- Set task:
Reproduce the lines below word for word, from the line containing "Task: point to every instance of the ceiling" through the end of the records, including both ends.
****************
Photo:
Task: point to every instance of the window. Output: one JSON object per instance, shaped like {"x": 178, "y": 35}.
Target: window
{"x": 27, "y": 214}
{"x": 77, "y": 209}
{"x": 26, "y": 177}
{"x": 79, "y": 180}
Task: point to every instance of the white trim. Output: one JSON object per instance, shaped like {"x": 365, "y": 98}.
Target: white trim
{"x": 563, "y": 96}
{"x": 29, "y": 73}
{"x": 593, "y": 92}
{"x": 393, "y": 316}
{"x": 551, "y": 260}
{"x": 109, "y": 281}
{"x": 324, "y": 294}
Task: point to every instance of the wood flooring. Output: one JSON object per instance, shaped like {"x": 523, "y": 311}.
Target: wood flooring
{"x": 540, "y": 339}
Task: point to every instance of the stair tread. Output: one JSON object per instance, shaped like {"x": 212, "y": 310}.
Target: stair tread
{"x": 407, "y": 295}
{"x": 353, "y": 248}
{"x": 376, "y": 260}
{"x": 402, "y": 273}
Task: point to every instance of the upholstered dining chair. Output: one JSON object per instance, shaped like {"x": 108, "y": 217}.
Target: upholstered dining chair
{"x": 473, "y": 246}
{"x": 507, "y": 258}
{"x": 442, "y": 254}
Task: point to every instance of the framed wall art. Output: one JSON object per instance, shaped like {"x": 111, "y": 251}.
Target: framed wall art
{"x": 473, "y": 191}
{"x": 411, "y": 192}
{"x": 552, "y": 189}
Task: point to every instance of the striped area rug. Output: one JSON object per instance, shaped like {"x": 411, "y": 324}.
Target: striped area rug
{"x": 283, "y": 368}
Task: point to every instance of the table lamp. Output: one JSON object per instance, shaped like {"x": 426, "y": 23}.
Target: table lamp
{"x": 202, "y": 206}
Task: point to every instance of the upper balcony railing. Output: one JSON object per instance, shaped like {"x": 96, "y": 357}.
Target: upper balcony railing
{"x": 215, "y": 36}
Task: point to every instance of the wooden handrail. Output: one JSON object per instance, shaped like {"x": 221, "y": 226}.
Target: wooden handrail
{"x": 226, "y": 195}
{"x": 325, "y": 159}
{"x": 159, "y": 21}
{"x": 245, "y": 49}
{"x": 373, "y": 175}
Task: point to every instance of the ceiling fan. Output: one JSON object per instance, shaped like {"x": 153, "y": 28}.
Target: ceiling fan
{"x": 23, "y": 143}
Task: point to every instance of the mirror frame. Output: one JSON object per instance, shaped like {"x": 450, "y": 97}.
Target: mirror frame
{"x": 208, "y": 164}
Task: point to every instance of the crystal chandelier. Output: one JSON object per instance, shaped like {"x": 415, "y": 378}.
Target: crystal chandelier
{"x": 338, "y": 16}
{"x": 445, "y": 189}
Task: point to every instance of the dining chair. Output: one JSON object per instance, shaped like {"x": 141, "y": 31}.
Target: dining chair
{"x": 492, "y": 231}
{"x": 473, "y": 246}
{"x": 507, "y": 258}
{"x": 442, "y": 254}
****************
- Exercise solution:
Task: point to every instance of the ceiling fan. Output: one JSON object per instance, shaped like {"x": 153, "y": 28}.
Target: ceiling fan
{"x": 23, "y": 143}
Task: point to every instance of the mirror frame. Output: one JSON object per instance, shaped like {"x": 450, "y": 97}.
Target: mirror frame
{"x": 208, "y": 164}
Task: point to every instance of the crystal chandelier. Output: one JSON object per instance, shaped like {"x": 415, "y": 378}.
Target: crystal chandelier
{"x": 338, "y": 16}
{"x": 445, "y": 189}
Task: point to every instance of the dining chair. Output: one JSON object per instance, shaped like {"x": 141, "y": 31}.
Target: dining chair
{"x": 492, "y": 231}
{"x": 473, "y": 246}
{"x": 507, "y": 258}
{"x": 442, "y": 254}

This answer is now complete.